** start of Text section **

Most of us find it hard to feel the love of God when we face harsh realities of life. Others walk with God so closely that they know harsh realities of this world are common to us all, and they seem to accept God’s love in spite of what they have to lose. I’m not sure which case the Widow of Nain from Luke 7 was experiencing.
Already a widow on the day Jesus met her, she was burying her only son as well. Tragedy upon tragedy—hers was a life well acquainted with sorrow. The whole town seemed to stop what they were doing to support this widow. Their presence almost speaks to the character of the woman with whom they felt so much sorrow. The crowd might have been stunned into silence; having no words, they were just there for this poor widow, doing what they could. They were carrying her son’s body to his grave. They were crying with her. They were telling her to eat some soup and drink some water because she was most likely unable to make those same choices on her own.
In the middle of the procession comes Jesus. Some have said that Jesus ruined every funeral He ever attended. He asks the absurd. He looks right at this widow (has compassion for her), and then tells this grieving mother at her son’s funeral not to cry! Jesus came to show us that when He is in our lives, we have a whole new way to look at funerals.

** end of Text section **
** start of Data lines **

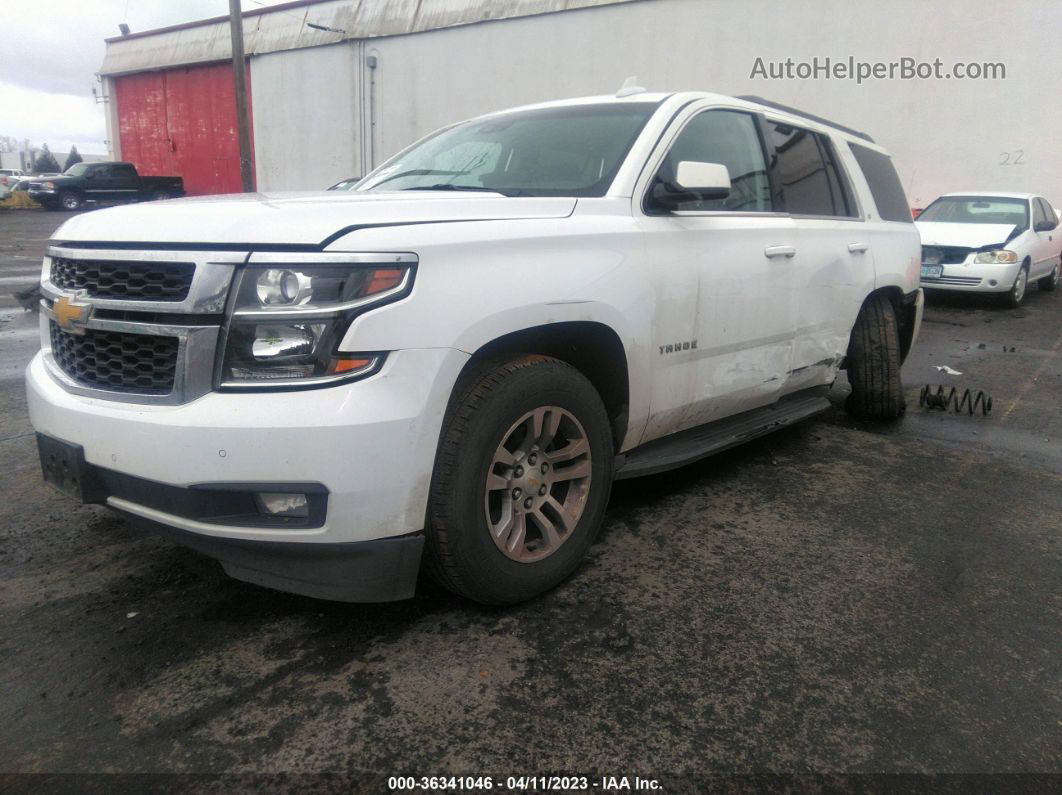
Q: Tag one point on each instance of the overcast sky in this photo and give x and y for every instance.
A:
(49, 55)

** end of Data lines **

## Given instruction
Reproduce the entire passage on the Widow of Nain word for word. The listing was taken from a different source than the passage on the Widow of Nain.

## Task result
Most of us find it hard to feel the love of God when we face harsh realities of life. Others walk with God so closely that they know harsh realities of this world are common to us all, and they seem to accept God’s love in spite of what they have to lose. I’m not sure which case the Widow of Nain from Luke 7 was experiencing.
Already a widow on the day Jesus met her, she was burying her only son as well. Tragedy upon tragedy—hers was a life well acquainted with sorrow. The whole town seemed to stop what they were doing to support this widow. Their presence almost speaks to the character of the woman with whom they felt so much sorrow. The crowd might have been stunned into silence; having no words, they were just there for this poor widow, doing what they could. They were carrying her son’s body to his grave. They were crying with her. They were telling her to eat some soup and drink some water because she was most likely unable to make those same choices on her own.
In the middle of the procession comes Jesus. Some have said that Jesus ruined every funeral He ever attended. He asks the absurd. He looks right at this widow (has compassion for her), and then tells this grieving mother at her son’s funeral not to cry! Jesus came to show us that when He is in our lives, we have a whole new way to look at funerals.